▶ [What you need to do]: Rewrite the material below, substituting "pin" for every occurrence of "marker" and keeping everything else the same.

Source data
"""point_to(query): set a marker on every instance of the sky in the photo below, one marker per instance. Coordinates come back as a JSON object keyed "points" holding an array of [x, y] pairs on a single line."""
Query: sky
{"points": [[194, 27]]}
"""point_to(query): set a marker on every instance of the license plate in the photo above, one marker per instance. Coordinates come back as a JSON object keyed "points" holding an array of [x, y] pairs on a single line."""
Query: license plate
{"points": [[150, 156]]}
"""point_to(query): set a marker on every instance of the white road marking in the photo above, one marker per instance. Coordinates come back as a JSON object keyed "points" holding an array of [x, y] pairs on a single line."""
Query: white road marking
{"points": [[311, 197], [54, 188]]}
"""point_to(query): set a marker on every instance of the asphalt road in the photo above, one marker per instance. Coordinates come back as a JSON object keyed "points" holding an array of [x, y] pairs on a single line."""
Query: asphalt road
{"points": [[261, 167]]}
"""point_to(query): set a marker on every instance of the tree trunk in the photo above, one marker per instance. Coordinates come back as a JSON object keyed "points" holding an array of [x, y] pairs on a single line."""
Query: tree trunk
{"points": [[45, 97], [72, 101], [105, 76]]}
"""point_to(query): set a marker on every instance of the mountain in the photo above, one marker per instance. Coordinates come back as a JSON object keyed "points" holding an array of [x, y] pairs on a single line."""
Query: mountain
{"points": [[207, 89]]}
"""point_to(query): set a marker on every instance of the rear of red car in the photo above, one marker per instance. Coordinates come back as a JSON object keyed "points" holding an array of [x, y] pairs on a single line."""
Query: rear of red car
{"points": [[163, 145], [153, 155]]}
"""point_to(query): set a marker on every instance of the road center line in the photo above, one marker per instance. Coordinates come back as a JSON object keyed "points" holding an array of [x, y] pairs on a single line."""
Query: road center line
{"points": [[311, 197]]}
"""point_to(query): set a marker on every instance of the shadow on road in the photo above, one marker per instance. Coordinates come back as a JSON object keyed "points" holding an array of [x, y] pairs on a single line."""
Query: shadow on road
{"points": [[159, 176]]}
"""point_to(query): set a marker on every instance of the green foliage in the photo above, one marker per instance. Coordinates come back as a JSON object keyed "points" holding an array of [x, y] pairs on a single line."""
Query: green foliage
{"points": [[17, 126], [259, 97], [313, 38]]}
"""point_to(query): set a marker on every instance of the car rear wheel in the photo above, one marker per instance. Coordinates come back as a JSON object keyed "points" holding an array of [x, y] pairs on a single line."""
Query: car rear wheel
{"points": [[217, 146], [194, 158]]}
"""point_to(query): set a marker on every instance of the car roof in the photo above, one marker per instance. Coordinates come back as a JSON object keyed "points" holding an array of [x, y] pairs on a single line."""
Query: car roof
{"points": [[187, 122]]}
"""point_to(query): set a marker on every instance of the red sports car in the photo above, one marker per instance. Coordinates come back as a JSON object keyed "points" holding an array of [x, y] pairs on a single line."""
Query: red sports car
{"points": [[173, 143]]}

▶ [Output of the exercise]:
"""point_to(query): set a pin on every instance of the sky in the photo below, one pin per instance. Coordinates come back as a JSON object keyed "points" holding an array of [x, y] pairs on a single line."""
Query: sky
{"points": [[194, 27]]}
"""point_to(query): set a pin on every instance of the license plate in the photo above, one pin per instance. Coordinates come back as a JSON object keyed "points" holding an array of [x, y] pairs on a single line."""
Query: license plate
{"points": [[150, 156]]}
"""point_to(query): set a pin on every instance of the white road marking in the photo above, one pin per instance. Coordinates come back as a JSON object keyed "points" holding an array of [x, y] pairs on a single line."""
Query: white road marking
{"points": [[311, 197], [54, 188]]}
"""point_to(query): set a pin on every instance of the asphalt road in the photo above, one pin per instance. Coordinates come back as a JSON object keyed "points" holding an array of [x, y] pairs on a single line."""
Query: asphalt road
{"points": [[261, 167]]}
"""point_to(query): set a pin on every instance of the tree trunk in the photo above, one pin per instance. Coordinates come back as a JSON object keyed "points" holding an array of [x, y] pairs on a single line."""
Query: tree trunk
{"points": [[45, 97], [72, 101], [105, 76]]}
"""point_to(query): set a pin on every instance of the mountain in the photo above, one pin per instance. Coordinates come back as a JSON object keyed "points" holding an array of [x, y] pairs on a single line."""
Query: mountain
{"points": [[207, 89]]}
"""point_to(query): set a pin on every instance of the rear of red car in the photo above, one pin per instance. Coordinates come back as a JSON object keyed "points" holding an array of [x, y] pairs on a single line."""
Query: rear of red car
{"points": [[163, 145], [153, 155]]}
"""point_to(query): set a pin on every instance of the road center line in the photo above, one pin per instance. Coordinates come back as a JSON object keyed "points" holding an array of [x, y] pairs on a single line."""
Query: road center line
{"points": [[311, 197]]}
"""point_to(query): set a pin on every instance of the shadow on road in the photo above, one pin per instance. Coordinates come back as a JSON object keyed "points" holding an array of [x, y] pairs on a single line."""
Query: shadow on road
{"points": [[159, 176]]}
"""point_to(query): set a pin on every instance of the green foliage in the photo above, one pin per instance. Coordinates come back as a JSON object keyed "points" holding an array of [x, y] pairs on a single line."""
Query: green foliage
{"points": [[17, 126], [259, 97], [313, 38]]}
"""point_to(query): set a pin on every instance of the car rear wheel in the photo above, one pin per instance. Coordinates come back as a JSON object keyed "points" holding an array of [x, y] pairs on a single line."""
Query: car rear wheel
{"points": [[217, 146], [194, 158]]}
"""point_to(query): set a pin on every instance of the car roof in the photo above, one pin per instance. Coordinates come back as a JSON object keyed "points" holding an array of [x, y] pairs on a single line."""
Query: car roof
{"points": [[187, 122]]}
"""point_to(query): set a pin on every instance of the red sports car in the photo above, one pin per instance. Coordinates come back as a JSON object keyed "points" holding an array of [x, y] pairs on a single line."""
Query: red sports car
{"points": [[173, 143]]}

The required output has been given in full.